(Bounding-box records)
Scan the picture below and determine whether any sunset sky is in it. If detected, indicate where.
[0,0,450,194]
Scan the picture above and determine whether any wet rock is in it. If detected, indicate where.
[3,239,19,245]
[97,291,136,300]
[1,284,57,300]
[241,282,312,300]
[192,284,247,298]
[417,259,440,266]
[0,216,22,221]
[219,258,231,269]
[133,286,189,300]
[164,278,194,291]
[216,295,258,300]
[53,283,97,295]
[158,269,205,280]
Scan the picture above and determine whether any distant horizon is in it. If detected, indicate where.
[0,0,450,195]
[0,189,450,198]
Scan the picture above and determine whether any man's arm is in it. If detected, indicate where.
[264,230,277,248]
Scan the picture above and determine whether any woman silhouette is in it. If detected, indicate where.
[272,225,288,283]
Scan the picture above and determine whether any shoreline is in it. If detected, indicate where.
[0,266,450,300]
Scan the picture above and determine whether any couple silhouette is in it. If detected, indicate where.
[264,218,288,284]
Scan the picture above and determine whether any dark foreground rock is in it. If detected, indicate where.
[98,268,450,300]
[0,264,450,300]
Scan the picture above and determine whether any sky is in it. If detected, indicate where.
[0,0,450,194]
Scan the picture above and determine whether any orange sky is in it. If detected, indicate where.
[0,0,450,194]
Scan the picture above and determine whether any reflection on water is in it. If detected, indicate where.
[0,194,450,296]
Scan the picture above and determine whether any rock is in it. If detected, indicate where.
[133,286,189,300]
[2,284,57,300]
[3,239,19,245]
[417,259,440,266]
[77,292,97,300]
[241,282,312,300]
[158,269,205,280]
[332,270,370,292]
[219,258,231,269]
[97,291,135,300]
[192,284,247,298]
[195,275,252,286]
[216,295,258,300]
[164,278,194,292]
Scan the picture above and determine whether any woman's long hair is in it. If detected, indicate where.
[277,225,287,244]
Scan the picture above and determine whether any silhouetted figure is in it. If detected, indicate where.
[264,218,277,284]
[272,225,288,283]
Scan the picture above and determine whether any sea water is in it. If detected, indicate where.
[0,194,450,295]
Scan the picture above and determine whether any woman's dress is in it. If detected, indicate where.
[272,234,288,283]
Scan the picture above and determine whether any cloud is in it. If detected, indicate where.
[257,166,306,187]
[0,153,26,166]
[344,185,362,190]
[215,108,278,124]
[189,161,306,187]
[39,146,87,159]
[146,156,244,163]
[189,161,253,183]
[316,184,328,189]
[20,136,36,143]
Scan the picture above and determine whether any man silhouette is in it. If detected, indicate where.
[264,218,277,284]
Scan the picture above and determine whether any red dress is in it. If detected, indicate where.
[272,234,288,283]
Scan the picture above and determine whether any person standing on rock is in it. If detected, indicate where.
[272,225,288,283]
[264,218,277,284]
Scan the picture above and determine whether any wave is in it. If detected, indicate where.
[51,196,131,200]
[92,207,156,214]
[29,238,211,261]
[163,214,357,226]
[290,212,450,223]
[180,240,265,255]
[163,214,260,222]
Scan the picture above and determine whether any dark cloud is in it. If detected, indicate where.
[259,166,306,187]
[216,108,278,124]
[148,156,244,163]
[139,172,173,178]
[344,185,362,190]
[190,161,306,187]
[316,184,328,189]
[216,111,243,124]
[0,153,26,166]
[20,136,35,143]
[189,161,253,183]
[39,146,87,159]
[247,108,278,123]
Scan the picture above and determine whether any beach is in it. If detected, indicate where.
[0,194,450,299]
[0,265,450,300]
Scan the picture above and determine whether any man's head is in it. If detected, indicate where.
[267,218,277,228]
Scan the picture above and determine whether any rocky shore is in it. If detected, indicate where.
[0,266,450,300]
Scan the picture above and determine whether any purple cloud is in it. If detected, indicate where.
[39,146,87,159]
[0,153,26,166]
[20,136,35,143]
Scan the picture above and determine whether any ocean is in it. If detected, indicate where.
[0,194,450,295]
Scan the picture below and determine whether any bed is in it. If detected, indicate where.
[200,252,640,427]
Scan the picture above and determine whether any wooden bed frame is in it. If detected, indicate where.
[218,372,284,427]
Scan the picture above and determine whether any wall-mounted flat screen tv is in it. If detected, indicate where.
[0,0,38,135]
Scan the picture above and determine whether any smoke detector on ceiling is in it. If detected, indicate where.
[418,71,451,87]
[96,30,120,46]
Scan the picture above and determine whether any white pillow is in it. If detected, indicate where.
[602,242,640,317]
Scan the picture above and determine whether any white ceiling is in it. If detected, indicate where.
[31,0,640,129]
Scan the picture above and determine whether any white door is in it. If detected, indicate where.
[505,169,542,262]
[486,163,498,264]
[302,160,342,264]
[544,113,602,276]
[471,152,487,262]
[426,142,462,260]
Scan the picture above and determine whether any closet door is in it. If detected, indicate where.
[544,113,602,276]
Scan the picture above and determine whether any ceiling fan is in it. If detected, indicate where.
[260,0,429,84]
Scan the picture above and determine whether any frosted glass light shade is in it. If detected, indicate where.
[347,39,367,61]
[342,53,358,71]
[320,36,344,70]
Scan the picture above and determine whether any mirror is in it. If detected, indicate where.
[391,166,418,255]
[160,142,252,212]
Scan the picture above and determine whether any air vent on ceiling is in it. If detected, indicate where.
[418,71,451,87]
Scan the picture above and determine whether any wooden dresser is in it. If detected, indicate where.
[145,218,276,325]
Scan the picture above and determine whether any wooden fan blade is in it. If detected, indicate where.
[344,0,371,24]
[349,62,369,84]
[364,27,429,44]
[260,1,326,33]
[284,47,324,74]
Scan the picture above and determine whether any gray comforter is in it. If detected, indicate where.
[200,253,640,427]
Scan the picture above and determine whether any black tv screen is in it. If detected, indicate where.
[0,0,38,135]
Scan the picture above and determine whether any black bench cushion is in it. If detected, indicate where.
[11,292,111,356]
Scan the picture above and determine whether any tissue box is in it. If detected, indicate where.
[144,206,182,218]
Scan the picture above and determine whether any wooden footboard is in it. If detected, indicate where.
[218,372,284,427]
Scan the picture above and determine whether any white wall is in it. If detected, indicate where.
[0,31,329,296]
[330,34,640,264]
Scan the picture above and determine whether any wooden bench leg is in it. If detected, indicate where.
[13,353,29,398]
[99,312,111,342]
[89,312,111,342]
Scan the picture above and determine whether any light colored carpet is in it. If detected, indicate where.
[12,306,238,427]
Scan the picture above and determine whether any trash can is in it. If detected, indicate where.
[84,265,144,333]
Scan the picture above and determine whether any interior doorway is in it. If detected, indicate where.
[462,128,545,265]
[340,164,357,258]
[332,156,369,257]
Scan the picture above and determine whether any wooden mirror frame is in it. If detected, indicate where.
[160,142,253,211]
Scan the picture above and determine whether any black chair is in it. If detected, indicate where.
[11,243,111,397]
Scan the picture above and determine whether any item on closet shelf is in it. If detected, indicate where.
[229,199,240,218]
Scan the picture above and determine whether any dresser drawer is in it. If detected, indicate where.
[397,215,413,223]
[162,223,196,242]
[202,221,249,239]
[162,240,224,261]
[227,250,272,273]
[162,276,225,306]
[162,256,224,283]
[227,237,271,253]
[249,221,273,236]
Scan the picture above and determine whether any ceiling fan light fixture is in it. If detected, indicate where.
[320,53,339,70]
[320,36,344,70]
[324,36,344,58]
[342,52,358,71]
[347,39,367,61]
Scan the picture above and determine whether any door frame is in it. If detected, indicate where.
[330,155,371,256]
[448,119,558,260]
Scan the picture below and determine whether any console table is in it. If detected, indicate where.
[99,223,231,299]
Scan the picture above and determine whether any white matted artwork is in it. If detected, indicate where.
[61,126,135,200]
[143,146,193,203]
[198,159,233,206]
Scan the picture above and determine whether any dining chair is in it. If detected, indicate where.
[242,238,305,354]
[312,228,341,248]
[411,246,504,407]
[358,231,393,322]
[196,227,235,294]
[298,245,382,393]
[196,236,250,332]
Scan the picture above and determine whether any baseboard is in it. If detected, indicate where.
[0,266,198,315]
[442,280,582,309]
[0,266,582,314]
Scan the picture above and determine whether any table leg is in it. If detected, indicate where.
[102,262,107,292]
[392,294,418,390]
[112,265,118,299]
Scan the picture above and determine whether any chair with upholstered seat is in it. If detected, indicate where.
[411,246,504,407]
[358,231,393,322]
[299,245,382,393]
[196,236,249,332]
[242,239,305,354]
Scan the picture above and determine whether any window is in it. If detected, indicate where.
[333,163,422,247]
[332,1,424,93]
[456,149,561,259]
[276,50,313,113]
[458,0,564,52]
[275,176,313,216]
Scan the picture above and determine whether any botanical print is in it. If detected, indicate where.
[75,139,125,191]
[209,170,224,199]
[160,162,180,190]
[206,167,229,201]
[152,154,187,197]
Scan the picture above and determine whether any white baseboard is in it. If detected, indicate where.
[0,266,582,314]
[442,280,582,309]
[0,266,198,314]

● Written request: Count how many lines in the entries above contain the word "screen", matching case exactly. Reply with the number only.

● Completed task: 2